### DATA UNDER STUDY

---------------

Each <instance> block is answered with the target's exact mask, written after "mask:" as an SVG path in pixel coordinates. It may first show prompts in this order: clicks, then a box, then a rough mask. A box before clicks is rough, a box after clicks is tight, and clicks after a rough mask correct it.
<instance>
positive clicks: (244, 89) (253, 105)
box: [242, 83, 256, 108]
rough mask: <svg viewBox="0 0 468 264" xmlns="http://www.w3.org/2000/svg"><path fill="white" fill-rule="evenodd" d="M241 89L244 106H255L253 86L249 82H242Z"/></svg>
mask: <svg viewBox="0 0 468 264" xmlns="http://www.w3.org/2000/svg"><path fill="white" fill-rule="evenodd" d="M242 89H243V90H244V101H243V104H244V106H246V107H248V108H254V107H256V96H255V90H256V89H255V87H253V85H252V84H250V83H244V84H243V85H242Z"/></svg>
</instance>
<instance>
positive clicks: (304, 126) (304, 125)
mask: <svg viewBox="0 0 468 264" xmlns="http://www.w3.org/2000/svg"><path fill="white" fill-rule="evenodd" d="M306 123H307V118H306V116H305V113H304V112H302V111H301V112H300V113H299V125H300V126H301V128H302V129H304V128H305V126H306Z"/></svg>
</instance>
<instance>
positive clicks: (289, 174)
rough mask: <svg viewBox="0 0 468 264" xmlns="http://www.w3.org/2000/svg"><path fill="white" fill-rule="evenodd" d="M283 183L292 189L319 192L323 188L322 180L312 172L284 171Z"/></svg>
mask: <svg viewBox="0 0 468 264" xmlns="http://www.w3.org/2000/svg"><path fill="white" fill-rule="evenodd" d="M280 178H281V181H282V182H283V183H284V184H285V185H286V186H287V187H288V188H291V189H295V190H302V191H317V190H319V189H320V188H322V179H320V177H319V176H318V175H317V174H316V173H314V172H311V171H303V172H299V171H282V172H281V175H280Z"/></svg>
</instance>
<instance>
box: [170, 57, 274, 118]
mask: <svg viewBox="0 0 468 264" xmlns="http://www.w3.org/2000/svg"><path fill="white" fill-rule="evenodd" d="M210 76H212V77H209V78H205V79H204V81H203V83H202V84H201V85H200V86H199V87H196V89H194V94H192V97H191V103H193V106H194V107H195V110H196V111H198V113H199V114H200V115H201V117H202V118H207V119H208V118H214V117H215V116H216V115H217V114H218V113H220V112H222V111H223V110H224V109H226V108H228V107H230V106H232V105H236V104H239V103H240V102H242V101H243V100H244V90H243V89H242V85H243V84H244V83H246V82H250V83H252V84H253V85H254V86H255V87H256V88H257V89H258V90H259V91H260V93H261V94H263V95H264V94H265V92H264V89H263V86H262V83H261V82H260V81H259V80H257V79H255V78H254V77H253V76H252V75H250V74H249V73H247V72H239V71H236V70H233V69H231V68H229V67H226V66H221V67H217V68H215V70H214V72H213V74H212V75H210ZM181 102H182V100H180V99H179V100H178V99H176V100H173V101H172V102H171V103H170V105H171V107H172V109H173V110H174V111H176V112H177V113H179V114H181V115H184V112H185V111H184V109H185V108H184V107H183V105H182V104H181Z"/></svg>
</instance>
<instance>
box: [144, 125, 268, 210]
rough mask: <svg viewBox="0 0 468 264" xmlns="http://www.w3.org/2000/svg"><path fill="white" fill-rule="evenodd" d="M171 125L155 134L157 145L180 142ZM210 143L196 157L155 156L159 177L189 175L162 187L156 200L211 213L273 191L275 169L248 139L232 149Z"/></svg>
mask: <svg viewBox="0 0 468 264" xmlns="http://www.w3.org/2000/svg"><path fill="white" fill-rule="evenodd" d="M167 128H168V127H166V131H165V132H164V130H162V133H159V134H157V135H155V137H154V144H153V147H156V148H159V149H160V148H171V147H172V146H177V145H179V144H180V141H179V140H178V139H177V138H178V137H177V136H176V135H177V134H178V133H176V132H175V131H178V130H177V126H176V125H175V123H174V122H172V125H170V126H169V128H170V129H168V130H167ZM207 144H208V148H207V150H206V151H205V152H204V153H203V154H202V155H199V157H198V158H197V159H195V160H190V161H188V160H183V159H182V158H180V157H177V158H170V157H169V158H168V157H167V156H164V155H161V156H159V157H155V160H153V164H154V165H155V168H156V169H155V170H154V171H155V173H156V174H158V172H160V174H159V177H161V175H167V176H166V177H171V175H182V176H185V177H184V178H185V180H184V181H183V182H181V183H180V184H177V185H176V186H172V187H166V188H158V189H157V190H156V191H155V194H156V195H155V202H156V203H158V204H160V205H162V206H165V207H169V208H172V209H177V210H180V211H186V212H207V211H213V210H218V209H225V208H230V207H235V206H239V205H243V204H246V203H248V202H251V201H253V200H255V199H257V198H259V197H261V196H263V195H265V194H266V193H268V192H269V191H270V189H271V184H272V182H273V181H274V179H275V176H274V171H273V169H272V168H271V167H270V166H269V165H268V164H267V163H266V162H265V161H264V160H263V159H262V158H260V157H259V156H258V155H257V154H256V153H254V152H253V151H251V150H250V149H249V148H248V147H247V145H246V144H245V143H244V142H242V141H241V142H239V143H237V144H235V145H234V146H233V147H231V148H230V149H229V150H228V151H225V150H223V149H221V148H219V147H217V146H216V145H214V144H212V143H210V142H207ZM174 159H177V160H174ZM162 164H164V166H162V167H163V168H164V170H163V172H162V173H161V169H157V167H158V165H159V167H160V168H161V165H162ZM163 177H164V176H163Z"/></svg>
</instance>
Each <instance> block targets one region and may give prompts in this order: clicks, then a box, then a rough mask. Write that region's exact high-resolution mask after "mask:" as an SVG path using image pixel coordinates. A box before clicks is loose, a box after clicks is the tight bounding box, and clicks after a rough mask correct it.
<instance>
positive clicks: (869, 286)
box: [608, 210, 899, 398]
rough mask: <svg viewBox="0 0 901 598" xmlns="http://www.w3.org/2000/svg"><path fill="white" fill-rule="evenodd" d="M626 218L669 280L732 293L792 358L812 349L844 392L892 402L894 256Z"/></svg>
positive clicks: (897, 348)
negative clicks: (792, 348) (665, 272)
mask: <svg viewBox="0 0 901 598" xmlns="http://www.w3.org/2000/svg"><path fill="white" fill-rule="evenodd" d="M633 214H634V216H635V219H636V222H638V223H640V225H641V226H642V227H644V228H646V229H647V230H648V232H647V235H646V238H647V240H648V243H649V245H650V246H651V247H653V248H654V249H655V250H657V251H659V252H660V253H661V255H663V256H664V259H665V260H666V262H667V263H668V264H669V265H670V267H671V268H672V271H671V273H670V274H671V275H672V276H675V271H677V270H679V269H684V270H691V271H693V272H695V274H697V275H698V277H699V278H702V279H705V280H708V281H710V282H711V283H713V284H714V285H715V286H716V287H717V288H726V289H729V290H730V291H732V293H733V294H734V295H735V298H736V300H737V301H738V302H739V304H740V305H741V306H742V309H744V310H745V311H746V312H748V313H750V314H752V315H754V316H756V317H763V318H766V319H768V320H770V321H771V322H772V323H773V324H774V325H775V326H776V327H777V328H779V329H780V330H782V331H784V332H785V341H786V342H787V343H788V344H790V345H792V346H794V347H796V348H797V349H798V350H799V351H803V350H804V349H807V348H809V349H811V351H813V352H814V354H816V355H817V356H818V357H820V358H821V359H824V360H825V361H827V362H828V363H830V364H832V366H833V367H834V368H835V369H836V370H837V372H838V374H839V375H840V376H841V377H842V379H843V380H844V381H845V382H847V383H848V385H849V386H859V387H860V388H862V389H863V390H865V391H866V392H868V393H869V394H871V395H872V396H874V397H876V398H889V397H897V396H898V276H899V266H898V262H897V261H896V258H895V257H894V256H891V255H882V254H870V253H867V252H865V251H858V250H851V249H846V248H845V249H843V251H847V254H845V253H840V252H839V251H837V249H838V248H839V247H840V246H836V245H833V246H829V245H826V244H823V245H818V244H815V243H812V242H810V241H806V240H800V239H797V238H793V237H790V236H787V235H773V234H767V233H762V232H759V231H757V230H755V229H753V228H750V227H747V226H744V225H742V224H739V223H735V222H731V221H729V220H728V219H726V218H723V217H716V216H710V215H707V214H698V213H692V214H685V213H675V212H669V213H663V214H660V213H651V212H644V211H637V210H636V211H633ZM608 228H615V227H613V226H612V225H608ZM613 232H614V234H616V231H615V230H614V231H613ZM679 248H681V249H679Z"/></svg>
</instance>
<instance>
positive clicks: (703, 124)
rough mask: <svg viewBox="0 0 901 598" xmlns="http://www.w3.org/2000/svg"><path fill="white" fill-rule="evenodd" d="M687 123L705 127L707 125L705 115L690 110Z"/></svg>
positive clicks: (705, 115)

---------------

### TRY IT
Starting at the line that contains "123L705 127L707 125L705", reproduce each line through the end of the records exactly, both ends included.

### ANSWER TO THIS EXERCISE
rough mask: <svg viewBox="0 0 901 598" xmlns="http://www.w3.org/2000/svg"><path fill="white" fill-rule="evenodd" d="M687 123L705 127L707 125L705 115L690 110Z"/></svg>
positive clicks: (705, 115)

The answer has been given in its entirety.